* **Task goal**
Could you retype the listing below word for word, from the line containing "Where can you see the book" through the final line of the listing?

* **Task inputs**
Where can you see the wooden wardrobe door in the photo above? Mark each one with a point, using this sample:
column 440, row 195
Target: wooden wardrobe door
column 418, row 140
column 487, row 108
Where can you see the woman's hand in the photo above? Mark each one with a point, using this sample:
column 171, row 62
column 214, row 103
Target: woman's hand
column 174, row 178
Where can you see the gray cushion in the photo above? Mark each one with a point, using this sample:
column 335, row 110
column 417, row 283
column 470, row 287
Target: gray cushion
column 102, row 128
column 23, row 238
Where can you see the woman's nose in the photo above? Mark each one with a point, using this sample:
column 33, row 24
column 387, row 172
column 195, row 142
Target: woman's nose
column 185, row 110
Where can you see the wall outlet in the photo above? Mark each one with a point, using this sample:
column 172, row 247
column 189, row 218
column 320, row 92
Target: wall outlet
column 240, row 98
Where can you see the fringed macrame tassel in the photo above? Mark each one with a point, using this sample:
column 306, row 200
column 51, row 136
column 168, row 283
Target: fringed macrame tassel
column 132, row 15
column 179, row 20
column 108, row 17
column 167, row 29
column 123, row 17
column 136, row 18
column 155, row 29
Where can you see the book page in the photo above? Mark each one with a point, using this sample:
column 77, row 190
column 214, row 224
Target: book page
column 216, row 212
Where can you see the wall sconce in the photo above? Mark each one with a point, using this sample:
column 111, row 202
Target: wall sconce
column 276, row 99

* **Answer below**
Where can you see the book page in the photo above? Mark each one with a point, using this sample:
column 77, row 190
column 214, row 224
Target: book page
column 216, row 212
Where can you see the wall sconce in the photo above? Mark each one with a point, using this sample:
column 111, row 202
Target: wall sconce
column 276, row 99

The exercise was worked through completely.